(Extracted records)
____________

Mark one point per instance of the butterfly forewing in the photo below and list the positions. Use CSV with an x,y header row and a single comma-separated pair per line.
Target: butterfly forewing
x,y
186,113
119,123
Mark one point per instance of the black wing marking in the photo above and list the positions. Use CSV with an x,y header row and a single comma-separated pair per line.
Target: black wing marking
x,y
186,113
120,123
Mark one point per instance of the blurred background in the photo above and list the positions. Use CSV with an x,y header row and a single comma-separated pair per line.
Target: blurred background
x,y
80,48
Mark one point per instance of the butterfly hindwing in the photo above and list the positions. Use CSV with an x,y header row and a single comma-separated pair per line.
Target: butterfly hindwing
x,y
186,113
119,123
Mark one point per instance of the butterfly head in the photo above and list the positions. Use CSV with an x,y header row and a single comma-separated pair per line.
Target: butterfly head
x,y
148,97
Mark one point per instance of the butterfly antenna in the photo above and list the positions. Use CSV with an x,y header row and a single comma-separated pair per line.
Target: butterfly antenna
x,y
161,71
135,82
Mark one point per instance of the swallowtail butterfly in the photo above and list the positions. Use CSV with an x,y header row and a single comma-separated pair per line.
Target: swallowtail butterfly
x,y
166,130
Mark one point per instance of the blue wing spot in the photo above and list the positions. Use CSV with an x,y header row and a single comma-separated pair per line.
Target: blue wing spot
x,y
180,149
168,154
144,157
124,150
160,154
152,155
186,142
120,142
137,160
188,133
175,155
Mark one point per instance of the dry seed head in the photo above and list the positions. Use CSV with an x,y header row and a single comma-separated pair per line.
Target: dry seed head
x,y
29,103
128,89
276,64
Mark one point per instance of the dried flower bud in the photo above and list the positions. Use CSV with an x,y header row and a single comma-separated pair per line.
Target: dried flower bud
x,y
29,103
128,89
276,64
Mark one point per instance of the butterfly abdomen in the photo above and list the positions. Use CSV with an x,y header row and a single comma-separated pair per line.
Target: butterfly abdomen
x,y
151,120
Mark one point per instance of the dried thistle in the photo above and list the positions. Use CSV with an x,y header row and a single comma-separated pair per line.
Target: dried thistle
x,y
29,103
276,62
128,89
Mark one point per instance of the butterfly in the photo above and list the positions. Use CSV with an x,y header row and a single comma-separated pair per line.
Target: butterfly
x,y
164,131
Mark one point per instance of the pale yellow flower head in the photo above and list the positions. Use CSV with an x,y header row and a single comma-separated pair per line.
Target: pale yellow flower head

____________

**WHAT TO WORK ON:** Reproduce word for word the stretch of the records above, from the line containing "Mark one point per instance of the swallowtail" through the end of the records.

**TASK RESULT:**
Mark one point per instance of the swallowtail butterfly in the photo above and list the positions. Use CSV with an x,y header row and a single comma-separated pair per line.
Target: swallowtail butterfly
x,y
166,130
Mark one point per instance of the blue wing spot in the photo above and list the positions. Use CSV with an x,y header row and a single comma-separated pair per line.
Target: blue wing spot
x,y
180,149
168,154
144,157
124,150
160,154
152,155
186,142
120,142
137,160
188,133
175,155
Mark one point per instance of the dry seed head in the photo above and list the positions. Use CSV with an x,y header row and a single comma-separated pair per line.
Target: dry seed head
x,y
29,103
128,89
276,64
Mark one point per instance of the dried flower bud in the photo above and list the positions. Use CSV with an x,y header row and a single comma-separated pair per line.
Target: dried flower bud
x,y
29,103
128,89
276,64
Mark one point per instance of the butterfly abdomen in the photo above and list the positions. Use CSV with an x,y header row and a single comma-separated pair per line.
Target: butterfly abdomen
x,y
151,120
Mark one point per instance of the dried thistle in the photo above and list the positions. Use CSV with an x,y header row and a single comma-separated pair per line.
Target: dried thistle
x,y
29,103
276,62
128,89
Mark one point per instance of the butterfly in the photo above and list the positions. Use CSV with an x,y header row and a single comma-separated pair per line.
Target: butterfly
x,y
164,131
Mark one point per instance of the pale yellow flower head in the photo above and list the positions. Use CSV with an x,y header row and a single comma-separated pair per line.
Target: pale yellow flower head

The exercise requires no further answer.